> Requirement:
Whenever the word "landing" turns up in a line below, that line should be copied.

> Saved entries:
● ● ● ●

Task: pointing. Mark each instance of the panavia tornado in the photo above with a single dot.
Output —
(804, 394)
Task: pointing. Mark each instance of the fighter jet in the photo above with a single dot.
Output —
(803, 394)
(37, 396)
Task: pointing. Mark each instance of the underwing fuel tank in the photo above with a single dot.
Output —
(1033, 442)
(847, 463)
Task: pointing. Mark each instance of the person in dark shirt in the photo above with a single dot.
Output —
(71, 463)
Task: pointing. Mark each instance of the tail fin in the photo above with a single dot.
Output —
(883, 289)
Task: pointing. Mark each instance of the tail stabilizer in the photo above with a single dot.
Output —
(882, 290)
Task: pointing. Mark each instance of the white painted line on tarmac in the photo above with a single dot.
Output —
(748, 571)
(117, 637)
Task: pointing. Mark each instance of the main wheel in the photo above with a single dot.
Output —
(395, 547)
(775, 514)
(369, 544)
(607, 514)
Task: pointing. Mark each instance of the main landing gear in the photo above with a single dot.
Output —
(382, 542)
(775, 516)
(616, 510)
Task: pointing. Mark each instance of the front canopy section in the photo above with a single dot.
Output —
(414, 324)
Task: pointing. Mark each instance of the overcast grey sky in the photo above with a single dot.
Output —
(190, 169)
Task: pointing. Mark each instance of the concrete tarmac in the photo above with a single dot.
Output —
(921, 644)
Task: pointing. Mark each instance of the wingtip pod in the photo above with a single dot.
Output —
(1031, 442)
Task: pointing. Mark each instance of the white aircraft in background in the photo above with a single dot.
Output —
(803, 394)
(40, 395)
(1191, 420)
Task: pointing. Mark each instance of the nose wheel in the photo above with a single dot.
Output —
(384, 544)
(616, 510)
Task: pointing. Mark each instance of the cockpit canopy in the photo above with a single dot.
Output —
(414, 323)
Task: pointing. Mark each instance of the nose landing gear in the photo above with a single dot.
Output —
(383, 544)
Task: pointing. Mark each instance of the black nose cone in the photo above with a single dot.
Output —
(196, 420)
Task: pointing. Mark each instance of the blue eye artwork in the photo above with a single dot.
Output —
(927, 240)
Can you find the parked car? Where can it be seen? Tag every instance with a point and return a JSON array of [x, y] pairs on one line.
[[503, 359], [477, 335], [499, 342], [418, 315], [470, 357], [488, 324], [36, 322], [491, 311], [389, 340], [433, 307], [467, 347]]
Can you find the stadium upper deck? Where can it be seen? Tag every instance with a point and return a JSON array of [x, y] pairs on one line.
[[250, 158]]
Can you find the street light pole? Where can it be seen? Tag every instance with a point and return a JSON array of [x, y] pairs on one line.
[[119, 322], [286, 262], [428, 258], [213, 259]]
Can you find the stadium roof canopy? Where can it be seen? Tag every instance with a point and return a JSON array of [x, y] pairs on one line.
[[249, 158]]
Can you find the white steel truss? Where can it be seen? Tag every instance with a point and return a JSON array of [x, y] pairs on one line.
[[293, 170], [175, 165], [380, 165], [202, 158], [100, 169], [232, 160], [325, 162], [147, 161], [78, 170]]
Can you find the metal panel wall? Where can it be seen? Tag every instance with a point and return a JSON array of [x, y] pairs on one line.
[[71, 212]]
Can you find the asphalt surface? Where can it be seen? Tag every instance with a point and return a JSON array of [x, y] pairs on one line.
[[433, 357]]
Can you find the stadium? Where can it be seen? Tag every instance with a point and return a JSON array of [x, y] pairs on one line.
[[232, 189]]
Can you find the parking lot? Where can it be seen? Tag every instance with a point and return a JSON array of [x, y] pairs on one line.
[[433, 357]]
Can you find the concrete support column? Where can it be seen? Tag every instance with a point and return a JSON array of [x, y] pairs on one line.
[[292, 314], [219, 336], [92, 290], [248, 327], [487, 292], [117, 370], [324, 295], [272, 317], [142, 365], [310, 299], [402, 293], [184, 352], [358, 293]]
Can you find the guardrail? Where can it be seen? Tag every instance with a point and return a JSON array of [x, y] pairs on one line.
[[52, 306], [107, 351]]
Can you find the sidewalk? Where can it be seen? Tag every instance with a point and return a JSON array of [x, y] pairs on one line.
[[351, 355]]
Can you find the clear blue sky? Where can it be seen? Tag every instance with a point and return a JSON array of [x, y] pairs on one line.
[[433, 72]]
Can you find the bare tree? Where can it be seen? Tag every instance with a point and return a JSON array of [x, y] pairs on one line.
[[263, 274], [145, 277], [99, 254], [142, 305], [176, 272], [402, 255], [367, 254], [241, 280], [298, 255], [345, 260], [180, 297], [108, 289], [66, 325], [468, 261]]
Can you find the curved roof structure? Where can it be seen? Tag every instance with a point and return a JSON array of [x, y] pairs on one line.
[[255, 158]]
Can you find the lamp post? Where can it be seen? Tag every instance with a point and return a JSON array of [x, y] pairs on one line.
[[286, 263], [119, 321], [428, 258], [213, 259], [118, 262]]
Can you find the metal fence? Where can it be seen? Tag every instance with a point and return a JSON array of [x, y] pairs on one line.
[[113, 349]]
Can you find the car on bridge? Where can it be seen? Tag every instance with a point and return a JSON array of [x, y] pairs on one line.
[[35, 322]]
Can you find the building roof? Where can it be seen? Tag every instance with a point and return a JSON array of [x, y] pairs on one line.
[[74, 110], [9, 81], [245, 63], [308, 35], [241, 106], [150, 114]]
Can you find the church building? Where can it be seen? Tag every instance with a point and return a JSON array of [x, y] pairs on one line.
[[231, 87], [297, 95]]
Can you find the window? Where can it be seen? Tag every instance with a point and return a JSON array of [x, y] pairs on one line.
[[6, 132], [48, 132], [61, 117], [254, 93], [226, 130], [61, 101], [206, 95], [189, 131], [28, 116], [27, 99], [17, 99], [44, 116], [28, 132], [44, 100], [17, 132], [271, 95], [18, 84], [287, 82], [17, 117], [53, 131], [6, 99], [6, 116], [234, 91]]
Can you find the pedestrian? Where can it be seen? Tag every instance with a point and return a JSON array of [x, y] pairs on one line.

● ● ● ●

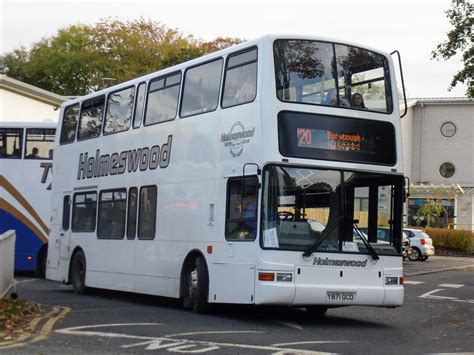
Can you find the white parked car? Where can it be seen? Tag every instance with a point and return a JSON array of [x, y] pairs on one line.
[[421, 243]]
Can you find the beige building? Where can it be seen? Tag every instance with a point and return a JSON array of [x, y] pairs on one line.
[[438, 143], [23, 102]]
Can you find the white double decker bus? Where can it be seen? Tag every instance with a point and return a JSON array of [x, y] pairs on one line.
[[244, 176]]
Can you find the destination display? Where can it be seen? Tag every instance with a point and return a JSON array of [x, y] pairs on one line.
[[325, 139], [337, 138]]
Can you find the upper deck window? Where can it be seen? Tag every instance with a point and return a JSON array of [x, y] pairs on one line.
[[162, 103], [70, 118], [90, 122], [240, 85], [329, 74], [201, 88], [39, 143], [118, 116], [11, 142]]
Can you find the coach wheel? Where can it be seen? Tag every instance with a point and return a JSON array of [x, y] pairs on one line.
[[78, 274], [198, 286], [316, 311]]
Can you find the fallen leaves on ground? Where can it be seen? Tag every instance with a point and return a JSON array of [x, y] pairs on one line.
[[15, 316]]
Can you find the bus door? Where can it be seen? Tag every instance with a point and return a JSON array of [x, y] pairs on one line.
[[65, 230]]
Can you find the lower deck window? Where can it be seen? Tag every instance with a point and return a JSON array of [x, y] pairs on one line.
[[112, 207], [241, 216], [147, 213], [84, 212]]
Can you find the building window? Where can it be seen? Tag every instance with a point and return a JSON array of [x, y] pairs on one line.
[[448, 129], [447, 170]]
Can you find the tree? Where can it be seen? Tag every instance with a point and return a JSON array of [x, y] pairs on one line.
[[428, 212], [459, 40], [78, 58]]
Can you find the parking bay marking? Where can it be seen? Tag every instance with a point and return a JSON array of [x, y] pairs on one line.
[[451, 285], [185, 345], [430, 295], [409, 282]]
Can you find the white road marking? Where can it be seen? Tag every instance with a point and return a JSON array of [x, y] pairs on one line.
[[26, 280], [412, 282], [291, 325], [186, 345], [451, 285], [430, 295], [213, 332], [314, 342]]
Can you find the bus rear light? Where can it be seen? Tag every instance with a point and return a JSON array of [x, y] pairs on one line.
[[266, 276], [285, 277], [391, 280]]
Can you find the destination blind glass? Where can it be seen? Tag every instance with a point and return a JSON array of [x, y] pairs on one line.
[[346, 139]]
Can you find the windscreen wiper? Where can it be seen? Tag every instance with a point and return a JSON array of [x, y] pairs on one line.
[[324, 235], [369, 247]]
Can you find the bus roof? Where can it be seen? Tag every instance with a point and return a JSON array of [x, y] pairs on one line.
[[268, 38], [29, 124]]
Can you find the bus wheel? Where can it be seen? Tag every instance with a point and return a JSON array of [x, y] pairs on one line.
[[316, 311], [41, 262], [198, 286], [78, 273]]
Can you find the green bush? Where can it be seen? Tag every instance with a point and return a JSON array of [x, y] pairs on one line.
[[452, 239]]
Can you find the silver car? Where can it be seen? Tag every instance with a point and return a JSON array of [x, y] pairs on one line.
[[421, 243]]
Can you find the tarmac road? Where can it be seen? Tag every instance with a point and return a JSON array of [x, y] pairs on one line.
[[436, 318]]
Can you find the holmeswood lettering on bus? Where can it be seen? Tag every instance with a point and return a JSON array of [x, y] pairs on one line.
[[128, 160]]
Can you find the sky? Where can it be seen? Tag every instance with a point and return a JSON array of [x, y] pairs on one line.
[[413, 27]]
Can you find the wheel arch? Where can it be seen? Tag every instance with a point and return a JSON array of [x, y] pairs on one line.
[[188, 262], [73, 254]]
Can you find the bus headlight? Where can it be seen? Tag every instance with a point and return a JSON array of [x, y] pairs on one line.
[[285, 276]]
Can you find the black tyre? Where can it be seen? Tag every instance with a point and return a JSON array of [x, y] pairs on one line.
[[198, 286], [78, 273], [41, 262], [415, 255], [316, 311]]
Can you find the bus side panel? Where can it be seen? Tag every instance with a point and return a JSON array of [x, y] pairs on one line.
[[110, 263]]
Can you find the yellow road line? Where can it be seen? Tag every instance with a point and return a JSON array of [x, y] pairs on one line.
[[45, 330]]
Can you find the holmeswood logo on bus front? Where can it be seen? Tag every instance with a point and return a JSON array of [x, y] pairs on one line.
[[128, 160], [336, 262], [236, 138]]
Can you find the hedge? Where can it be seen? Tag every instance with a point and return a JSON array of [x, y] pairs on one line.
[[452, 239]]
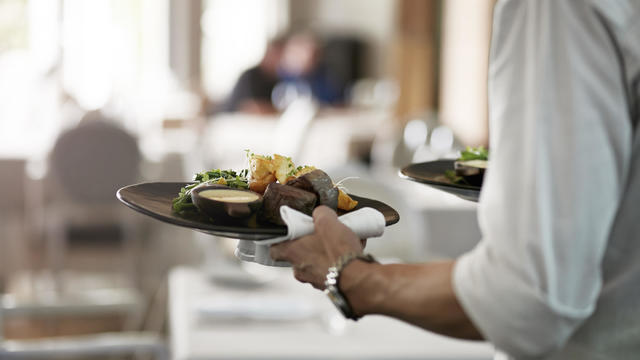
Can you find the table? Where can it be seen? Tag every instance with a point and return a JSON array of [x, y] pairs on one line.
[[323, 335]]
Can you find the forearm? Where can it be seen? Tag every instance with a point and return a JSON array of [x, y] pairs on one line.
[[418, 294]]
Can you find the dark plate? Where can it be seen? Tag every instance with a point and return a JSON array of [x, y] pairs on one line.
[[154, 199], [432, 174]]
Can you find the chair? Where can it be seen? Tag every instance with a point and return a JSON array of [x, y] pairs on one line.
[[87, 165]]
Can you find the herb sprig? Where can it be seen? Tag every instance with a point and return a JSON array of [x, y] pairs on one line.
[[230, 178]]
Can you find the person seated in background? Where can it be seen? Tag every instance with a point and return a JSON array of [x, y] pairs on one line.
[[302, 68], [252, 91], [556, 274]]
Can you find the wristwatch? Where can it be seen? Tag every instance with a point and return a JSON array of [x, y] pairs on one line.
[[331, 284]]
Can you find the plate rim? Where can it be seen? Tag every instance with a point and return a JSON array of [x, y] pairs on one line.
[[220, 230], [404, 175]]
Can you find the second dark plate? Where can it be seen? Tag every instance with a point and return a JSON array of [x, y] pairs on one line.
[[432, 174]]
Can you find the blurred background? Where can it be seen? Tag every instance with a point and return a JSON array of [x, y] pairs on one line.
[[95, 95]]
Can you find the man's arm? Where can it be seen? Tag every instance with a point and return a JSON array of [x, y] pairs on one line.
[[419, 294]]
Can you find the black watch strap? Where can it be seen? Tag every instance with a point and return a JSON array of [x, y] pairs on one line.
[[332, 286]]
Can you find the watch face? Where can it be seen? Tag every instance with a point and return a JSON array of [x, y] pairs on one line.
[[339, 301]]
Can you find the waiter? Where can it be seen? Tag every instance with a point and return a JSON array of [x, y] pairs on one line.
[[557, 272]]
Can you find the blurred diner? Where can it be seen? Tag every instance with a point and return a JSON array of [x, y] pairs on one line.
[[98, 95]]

● ● ● ●

> Answer section:
Task: pointing. Mark each instance of the main landing gear in the photo above with a single dot.
Task: pointing. Mark each instance of the nose landing gear in the photo above with a single dot.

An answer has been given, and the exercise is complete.